[Point annotation records]
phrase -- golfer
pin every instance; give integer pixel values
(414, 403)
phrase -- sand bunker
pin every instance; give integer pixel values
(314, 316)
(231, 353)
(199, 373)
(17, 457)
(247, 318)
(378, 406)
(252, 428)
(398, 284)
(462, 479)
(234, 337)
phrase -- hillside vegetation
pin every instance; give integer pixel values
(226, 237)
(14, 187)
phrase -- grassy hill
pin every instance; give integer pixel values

==

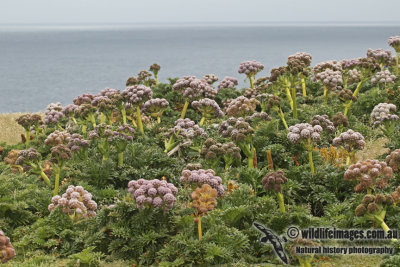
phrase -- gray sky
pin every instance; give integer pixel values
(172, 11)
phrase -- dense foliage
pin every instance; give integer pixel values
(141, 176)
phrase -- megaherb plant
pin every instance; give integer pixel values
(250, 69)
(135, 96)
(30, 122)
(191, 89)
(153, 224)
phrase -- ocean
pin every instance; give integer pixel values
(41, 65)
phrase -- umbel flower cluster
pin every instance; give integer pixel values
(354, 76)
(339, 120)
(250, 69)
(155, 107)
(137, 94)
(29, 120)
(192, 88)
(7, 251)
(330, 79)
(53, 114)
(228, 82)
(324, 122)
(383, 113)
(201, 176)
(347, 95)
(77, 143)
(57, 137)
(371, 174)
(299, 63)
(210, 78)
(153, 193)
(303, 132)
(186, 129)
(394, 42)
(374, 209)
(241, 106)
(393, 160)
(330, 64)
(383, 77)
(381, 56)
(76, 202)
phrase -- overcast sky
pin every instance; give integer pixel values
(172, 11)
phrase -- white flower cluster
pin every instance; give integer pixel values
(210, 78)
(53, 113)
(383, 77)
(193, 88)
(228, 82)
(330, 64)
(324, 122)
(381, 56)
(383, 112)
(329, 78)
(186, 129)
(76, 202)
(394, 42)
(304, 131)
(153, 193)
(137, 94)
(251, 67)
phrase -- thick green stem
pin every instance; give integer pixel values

#### [Description of the task]
Collect every line of the data above that contains the string "phrase", treating uppercase and lowercase letters as distinct.

#### [In response]
phrase -- golfer
phrase -- sand bunker
phrase -- hillside vegetation
phrase -- grassy hill
phrase -- gray sky
phrase -- dense foliage
phrase -- megaherb plant
phrase -- ocean
phrase -- umbel flower cluster
phrase -- overcast sky
phrase -- white flower cluster
phrase -- thick green stem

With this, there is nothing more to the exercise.